▶ EXERCISE PROMPT
I need each line of the entries below that includes the string "umbrella".

▶ Extracted data entries
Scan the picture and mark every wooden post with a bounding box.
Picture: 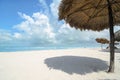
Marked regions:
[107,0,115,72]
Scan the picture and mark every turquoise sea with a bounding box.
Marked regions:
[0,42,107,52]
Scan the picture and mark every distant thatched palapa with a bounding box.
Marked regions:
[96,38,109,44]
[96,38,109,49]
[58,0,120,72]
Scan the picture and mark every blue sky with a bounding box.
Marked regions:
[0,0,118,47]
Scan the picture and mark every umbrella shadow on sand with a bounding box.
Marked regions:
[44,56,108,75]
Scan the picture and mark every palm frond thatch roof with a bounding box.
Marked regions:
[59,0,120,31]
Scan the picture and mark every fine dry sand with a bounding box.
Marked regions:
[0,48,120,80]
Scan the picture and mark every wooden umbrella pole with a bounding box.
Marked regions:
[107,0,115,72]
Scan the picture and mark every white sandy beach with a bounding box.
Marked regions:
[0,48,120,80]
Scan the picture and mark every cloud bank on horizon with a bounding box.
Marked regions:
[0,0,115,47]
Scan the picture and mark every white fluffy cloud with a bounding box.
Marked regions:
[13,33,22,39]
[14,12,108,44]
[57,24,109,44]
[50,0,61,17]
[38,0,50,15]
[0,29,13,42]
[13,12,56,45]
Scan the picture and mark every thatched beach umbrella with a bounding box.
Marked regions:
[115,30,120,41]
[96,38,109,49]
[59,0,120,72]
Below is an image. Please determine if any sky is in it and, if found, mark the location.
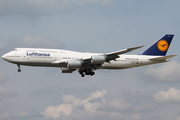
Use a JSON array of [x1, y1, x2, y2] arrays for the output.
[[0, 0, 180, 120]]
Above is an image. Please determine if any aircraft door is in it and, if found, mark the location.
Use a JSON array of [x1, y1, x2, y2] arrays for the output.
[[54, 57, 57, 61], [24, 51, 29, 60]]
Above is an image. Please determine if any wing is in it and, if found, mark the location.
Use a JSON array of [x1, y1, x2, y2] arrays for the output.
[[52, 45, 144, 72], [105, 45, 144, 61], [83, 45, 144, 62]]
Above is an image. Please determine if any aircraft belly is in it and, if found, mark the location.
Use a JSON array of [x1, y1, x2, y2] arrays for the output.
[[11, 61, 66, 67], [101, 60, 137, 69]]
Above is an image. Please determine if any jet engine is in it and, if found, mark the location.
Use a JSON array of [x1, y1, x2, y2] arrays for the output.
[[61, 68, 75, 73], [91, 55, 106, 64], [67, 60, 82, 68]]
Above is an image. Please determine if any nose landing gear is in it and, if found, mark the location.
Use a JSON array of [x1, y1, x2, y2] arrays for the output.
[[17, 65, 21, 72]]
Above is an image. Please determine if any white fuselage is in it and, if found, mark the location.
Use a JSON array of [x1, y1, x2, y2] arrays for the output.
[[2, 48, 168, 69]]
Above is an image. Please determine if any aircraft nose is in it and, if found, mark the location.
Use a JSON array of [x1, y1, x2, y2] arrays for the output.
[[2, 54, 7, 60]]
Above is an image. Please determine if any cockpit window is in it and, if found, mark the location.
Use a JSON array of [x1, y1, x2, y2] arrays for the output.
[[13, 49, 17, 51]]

▶ YOUR RESPONSE
Scan the picture and mark every umbrella shadow on sand with a bounding box.
Scan the picture and mark every wooden umbrella pole with a bounding box.
Scan the picture and mark every thatched beach umbrella with a bounding box.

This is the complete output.